▶ **Selected excerpt**
=====

# Specific 3D Printers, Scanners, & Hardware > Pegasus Touch Laser SLA Printer Forum >  KS Project Update #11: Introducing Clear and White Resin, Final Shipping Laser.....

## Eddie

*Project Update #11: Introducing Clear and White Resin, Final Shipping Laser Spot Size ~80um*Posted by Full Spectrum Laser ♥ Like

We've been super busy over here at FSL3D but wanted to give a quick update.  We've been working hard on the resin formulations to deliver the best materials.  We are now confident we can deliver just about any color including Clear and White by the ship date.  We've printed out some mini rook pictures here:
FSL Clear Resin, clearly see the stairs and double helix inside now
Perfecting clear was a top priority because now we can mix many other colors with just various pigments (like white below).

=====

▶ **Record excerpts**
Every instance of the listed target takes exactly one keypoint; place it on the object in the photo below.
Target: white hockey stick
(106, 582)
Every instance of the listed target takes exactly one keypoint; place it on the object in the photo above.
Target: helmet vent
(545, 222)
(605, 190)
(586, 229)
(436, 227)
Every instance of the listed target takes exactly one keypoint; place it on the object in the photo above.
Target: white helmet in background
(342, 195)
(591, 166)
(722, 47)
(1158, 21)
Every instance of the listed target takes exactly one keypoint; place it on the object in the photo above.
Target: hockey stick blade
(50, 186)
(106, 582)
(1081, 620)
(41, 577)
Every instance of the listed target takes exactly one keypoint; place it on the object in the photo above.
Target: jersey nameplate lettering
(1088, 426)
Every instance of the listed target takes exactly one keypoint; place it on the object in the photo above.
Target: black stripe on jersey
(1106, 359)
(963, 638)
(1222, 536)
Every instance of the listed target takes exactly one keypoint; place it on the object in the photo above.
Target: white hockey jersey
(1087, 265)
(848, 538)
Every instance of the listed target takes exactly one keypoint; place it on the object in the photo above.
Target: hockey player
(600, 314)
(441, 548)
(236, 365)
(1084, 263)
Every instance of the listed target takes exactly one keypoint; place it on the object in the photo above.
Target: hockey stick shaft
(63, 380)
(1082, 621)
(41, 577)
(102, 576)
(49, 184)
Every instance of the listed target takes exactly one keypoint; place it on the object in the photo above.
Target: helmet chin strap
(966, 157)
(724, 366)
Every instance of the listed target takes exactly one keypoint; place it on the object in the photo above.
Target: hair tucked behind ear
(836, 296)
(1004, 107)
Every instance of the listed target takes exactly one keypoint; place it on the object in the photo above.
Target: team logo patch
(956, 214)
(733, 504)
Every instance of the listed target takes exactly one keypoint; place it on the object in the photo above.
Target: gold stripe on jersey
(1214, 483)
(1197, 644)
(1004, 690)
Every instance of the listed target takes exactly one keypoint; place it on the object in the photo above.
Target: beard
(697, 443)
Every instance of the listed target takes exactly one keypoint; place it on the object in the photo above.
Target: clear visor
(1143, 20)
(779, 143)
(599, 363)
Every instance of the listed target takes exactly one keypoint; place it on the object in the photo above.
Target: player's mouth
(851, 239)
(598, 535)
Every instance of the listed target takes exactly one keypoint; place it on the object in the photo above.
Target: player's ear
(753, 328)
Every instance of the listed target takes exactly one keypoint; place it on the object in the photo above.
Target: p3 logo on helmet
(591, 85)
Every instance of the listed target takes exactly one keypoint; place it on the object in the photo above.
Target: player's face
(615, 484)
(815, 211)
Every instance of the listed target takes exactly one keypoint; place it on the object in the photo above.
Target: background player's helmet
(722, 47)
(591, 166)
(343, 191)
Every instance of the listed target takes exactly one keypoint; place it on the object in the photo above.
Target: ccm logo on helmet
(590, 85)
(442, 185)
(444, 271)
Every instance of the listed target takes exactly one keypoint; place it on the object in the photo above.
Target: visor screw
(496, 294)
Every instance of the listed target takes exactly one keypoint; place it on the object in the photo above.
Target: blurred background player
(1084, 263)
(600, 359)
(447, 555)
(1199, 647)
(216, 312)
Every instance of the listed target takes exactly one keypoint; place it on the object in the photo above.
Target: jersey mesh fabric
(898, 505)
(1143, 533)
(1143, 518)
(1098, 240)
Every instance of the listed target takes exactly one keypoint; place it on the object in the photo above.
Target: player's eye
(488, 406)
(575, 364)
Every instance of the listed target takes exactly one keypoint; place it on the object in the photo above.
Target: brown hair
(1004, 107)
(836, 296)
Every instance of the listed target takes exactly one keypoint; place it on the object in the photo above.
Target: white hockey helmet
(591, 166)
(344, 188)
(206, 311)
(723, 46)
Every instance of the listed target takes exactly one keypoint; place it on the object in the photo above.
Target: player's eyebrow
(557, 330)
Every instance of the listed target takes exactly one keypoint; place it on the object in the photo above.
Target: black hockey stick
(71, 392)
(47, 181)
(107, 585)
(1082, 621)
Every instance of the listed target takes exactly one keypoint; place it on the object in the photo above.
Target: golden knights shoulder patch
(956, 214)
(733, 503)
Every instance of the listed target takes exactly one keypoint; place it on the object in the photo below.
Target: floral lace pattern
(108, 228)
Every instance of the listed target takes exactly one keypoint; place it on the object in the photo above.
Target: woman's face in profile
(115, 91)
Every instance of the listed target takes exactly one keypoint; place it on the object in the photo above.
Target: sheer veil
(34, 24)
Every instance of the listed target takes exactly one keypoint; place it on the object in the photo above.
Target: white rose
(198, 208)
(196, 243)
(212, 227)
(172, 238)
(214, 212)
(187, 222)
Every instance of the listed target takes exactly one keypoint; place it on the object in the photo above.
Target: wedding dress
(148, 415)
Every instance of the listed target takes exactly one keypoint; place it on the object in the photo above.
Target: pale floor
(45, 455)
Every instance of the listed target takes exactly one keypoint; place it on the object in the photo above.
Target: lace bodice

=====

▶ **Short task**
Carry on the Pegasus Touch project update about clear and white resin, picking up right after its final sentence.

▶ **Result of the exercise**
FSL White Resin
In addition, we optimized the laser spot by securing a large purchase of superior lenses from our supplier to reduce the price down to a level where we could include them with the printer.  Now we are happy to say we will offer Pegasus touch with an average of 80um laser spot size for the high definition!
We're hard into the production.  We've greatly improved the mechanical structure of the printer to offer much more reliable prints with less side shifting seen in other SLA printers.  We're very pleased with the final design and the remade sheet metal parts are on their way here from our supplier.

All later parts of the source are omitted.